Job:
Repeat each of the entries below word for word, leaving every line unchanged.

Exercise materials:
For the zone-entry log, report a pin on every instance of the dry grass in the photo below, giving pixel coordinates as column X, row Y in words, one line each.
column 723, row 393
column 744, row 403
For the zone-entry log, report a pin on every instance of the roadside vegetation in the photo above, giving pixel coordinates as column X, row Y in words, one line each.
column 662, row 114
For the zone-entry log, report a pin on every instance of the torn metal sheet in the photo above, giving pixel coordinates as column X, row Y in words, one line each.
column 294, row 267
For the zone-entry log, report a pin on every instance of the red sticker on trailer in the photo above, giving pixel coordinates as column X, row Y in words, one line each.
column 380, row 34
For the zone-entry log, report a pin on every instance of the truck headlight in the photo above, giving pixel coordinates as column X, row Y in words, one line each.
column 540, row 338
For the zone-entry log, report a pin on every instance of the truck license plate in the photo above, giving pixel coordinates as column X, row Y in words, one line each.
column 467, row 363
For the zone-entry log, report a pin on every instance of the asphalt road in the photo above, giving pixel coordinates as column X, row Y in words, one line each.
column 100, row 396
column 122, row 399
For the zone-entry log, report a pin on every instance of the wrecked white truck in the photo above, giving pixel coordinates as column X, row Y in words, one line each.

Result of the exercise:
For the zone-entry log, report a pin on every instance of the dry grass in the photo below, giving pixel coordinates as column X, row Y in words, one line each.
column 723, row 393
column 744, row 403
For the zone-entry log, report a pin on every instance of the roadside vegetation in the photo above, giving pixel coordinates as column X, row Y in words, one line each.
column 662, row 114
For the zone-entry log, report a pin on every instance of the torn metal sheet in the photo above, giving pixel coordinates as column X, row Y in words, one line each.
column 294, row 267
For the zone-entry log, report a pin on every instance of the red sticker on trailer in the photo above, giving pixel coordinates as column X, row Y in words, one line each.
column 380, row 34
For the zone-entry log, report a pin on every instance of the truck headlight in the photo above, giving pixel coordinates as column X, row Y in words, one line each.
column 540, row 338
For the zone-entry log, report a pin on every instance of the truck license plate in the photo above, giving pixel coordinates as column X, row Y in words, one line each.
column 467, row 363
For the zone-entry log, report a pin on every instance of the asphalt road in the photo above, giving pixel coordinates as column X, row Y in words, one line each.
column 100, row 396
column 122, row 399
For the zone-entry log, report a pin on every instance of the wrecked white truck in the photo above, giving pixel coordinates as column X, row Y in words, one line each.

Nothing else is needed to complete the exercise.